■ **EXERCISE DIRECTIONS**
Starting from the line that holds "For every instance of the silver-grey", print every line through the end of the records, first and last included.

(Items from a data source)

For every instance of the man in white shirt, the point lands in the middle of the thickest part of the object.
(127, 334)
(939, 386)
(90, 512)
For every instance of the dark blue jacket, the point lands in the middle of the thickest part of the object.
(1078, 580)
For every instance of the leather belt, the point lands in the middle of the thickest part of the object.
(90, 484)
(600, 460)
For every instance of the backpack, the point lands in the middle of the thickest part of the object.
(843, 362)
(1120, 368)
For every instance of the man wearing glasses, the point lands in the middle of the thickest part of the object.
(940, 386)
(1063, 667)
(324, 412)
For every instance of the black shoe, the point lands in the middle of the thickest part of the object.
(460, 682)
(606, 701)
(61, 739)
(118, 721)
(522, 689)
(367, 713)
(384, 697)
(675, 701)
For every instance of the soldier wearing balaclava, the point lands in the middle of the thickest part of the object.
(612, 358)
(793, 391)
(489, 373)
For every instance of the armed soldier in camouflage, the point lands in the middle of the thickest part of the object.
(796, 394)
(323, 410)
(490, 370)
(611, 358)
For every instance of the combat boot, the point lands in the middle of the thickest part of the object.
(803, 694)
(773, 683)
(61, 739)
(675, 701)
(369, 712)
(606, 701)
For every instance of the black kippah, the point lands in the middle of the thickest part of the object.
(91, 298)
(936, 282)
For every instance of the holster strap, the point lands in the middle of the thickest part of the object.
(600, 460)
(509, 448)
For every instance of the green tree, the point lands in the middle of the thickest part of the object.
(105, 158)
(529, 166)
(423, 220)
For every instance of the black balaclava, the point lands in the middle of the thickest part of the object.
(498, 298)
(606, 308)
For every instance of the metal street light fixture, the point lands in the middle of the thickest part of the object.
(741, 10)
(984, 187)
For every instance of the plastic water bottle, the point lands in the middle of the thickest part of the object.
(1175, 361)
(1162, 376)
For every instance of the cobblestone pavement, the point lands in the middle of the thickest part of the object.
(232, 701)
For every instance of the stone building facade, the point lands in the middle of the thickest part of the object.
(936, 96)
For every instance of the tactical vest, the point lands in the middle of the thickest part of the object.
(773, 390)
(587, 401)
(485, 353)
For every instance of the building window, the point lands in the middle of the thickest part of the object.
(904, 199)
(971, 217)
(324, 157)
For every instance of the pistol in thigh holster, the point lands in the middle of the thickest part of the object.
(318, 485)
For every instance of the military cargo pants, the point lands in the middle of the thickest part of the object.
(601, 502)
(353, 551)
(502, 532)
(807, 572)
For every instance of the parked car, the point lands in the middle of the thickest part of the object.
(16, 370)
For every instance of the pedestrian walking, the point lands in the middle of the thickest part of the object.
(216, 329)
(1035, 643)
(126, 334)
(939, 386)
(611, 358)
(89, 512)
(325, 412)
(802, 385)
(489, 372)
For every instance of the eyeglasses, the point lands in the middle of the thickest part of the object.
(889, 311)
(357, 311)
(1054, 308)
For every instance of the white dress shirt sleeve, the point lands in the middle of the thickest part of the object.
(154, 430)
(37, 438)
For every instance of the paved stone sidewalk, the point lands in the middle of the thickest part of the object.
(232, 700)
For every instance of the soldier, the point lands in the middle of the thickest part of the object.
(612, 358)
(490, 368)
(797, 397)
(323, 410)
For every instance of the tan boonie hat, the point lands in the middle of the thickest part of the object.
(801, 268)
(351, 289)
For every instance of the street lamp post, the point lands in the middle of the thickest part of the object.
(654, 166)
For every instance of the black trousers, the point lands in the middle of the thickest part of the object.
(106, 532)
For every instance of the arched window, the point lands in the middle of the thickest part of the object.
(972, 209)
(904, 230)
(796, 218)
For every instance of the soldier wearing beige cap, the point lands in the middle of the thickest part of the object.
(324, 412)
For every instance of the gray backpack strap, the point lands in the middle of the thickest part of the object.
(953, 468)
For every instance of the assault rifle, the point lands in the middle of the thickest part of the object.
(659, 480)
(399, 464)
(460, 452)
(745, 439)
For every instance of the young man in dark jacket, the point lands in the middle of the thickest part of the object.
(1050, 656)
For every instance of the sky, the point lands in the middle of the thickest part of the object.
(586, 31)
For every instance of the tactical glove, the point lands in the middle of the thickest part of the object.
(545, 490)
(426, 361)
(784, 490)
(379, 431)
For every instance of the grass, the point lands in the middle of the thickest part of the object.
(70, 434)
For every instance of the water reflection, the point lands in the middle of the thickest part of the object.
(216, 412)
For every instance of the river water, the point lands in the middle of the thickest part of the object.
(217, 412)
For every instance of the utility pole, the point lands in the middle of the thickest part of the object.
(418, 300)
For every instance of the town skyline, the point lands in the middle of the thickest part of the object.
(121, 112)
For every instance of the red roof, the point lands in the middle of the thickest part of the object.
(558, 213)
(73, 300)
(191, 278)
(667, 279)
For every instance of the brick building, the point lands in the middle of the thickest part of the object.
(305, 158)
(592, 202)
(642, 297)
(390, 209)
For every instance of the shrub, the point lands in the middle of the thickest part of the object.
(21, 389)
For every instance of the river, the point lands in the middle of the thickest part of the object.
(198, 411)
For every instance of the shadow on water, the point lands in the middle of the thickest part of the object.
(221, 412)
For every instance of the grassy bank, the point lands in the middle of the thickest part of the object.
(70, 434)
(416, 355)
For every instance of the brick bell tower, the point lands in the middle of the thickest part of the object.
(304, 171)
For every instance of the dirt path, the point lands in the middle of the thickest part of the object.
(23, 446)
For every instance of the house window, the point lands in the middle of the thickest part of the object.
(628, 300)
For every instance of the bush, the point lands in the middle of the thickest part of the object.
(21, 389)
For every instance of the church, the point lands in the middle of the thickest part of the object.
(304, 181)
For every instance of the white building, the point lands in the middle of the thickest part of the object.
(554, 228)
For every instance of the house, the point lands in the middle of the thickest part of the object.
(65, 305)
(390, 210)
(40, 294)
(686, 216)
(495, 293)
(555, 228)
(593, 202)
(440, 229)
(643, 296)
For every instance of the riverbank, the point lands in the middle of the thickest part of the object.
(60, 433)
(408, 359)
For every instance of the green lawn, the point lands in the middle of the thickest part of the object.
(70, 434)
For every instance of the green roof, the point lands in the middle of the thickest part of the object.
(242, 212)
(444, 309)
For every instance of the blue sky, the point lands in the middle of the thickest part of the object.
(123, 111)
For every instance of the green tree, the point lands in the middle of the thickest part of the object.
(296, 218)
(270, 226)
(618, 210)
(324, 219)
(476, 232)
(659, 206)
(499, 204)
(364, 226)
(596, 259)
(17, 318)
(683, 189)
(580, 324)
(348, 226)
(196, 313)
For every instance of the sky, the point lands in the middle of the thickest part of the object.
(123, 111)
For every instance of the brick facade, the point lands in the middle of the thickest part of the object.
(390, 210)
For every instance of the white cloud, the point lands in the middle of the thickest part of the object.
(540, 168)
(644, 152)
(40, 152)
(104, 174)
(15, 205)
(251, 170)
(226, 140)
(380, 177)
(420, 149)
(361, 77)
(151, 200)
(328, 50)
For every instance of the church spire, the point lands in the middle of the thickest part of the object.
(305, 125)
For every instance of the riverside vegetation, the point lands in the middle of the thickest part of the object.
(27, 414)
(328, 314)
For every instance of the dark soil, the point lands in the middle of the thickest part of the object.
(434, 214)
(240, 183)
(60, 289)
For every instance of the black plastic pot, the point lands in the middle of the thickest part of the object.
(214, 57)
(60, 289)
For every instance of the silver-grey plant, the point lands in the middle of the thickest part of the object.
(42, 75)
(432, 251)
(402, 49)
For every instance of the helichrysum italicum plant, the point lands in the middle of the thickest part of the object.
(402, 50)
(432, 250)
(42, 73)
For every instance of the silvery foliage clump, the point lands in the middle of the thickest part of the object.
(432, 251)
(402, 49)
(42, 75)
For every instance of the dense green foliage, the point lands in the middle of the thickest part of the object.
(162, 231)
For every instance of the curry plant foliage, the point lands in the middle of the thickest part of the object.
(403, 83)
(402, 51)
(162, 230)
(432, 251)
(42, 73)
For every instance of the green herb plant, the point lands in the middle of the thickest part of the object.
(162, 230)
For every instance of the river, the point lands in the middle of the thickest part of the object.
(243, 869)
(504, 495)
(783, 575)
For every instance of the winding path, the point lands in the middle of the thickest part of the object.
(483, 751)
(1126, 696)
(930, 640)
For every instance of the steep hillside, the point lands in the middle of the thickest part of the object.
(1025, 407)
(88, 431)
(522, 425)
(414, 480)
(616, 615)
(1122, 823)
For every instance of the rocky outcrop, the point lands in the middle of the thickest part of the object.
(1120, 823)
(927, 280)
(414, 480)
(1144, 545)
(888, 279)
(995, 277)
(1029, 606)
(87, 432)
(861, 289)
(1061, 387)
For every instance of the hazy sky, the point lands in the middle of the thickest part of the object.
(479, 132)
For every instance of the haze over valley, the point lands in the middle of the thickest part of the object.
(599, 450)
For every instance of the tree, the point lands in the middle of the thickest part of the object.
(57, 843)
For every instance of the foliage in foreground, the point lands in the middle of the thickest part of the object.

■ **THE COMPLETED TASK**
For every instance of the silver-grey plant, the point lands in the middle of the thickest part of the object.
(42, 75)
(432, 251)
(402, 49)
For every instance of the helichrysum italicum plant, the point lands in the middle of the thickest part of the object.
(402, 50)
(432, 250)
(42, 73)
For every instance of the silvery foliage clump, the point lands in the middle of the thickest part of the object.
(432, 251)
(402, 49)
(42, 75)
For every instance of the dense green foliage, the point lands in the middle of the thickest part of the object.
(162, 231)
For every instance of the curry plant foliage, the point lands in the middle of the thickest part of the object.
(403, 83)
(402, 51)
(162, 230)
(432, 251)
(42, 73)
For every instance of the green herb plant, the point lands in the middle of the thickest part of the object.
(162, 230)
For every instance of the river, the point lands in the middle of the thickest part of the object.
(243, 869)
(504, 495)
(783, 575)
For every instance of the winding path, the point lands in the middle of the thickest part of the object.
(483, 751)
(1126, 696)
(930, 640)
For every instance of the steep hillside, the point lands in the middle of the thickest part of the object.
(1025, 407)
(88, 431)
(522, 425)
(414, 480)
(616, 615)
(1122, 823)
For every instance of the rocky outcrop, the point lands in the middle of the thickest part of the object.
(1120, 823)
(927, 280)
(414, 480)
(1144, 545)
(888, 279)
(995, 277)
(1029, 606)
(87, 432)
(861, 289)
(1061, 387)
For every instance of the hazy sky, the point lands in the middle of the thickest part of the object.
(479, 132)
For every instance of the haze over valley, the point lands in the middle of the thickest part of the object.
(599, 450)
For every instance of the tree, the point lands in the middle of the thickest part of the object.
(57, 843)
For every instance of the foliage in foreground, the point lands in the middle of the thickest part of the object.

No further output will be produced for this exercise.